PASSAGE:

In the present case, Admittedly, in view of the aforesaid submissions of the assessee, it is emanating that the order of Ld. CIT(A) was under part consideration of the contentions raised by the assessee and the facts / submissions made by the assessee before him. Apparently, Ld. CIT(A) had not considered the adjournment request of the assessee neither additional submission nor legal grounds / additional grounds assailed by the assessee. Under such facts and circumstances, we are of the considered view that the assessee was not afforded with fair and reasonable opportunity of being heard by the Ld. CIT(A) during the appellate proceedings and the decision rendered therein was found to be without / part appreciation of the submissions of the assessee, therefore, in the interest of justice, it would be appropriate, as fairly admitted by both the parties, to restore the matter back to the files of Ld. CIT(A) for fresh adjudication, considering the legal / additional grounds of the assessee with appreciation of facts and submissions of the assessee in terms of prescribed provisions of the law. Resultantly, ground no. 3 and 4 of the present appeal of the assessee are partly allowed.

Since while dealing with the aforesaid legal ground of the assessee in the present case, ITAT set aside the order of Ld. CIT(A) back to his file for fresh adjudication of the present case, therefore, without dealing with the merits of the case, the present appeal of the assessee is set aside to the files of Ld. CIT(A).

FULL TEXT OF THE ORDER OF ITAT RAIPUR

The aforesaid appeal is filed by the assessee against the order of Commissioner of Income (Appeal), NFAC, Delhi (in short “Ld. CIT(A)”), dated 15.01.2024, u/s 250 of the Income Tax Act, 1961 (in short “The Act”), which in turn arises from the order u/s 147/143(3) by Income Tax Officer Ward- 3(2), Raipur, (in short “Ld. AO”), dated 09.12.2012.

2. The ground of appeal raised by the assessee in the present case are as under:

1. Ld. CIT(A) erred in confirming addition of Rs. 1,31,69,500/- made by AO on account of long term capital gain considering the stamp duty value of the property sold by appellant of Rs.1,54,19,500/- in place of actual consideration of Rs. 22,50,000/-. The addition of made by AO and confirmed by Ld. CIT(A) is arbitrary and not justified.

DATA LINES:
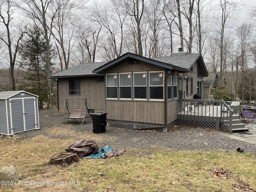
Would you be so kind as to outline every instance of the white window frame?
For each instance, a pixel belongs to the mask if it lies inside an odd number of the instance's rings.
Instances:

WRITTEN PROBLEM: Repeat the tax appeal order word for word from "FULL TEXT OF" to "and not justified.".

RESPONSE TO THE EXERCISE:
FULL TEXT OF THE ORDER OF ITAT RAIPUR

The aforesaid appeal is filed by the assessee against the order of Commissioner of Income (Appeal), NFAC, Delhi (in short “Ld. CIT(A)”), dated 15.01.2024, u/s 250 of the Income Tax Act, 1961 (in short “The Act”), which in turn arises from the order u/s 147/143(3) by Income Tax Officer Ward- 3(2), Raipur, (in short “Ld. AO”), dated 09.12.2012.

2. The ground of appeal raised by the assessee in the present case are as under:

1. Ld. CIT(A) erred in confirming addition of Rs. 1,31,69,500/- made by AO on account of long term capital gain considering the stamp duty value of the property sold by appellant of Rs.1,54,19,500/- in place of actual consideration of Rs. 22,50,000/-. The addition of made by AO and confirmed by Ld. CIT(A) is arbitrary and not justified.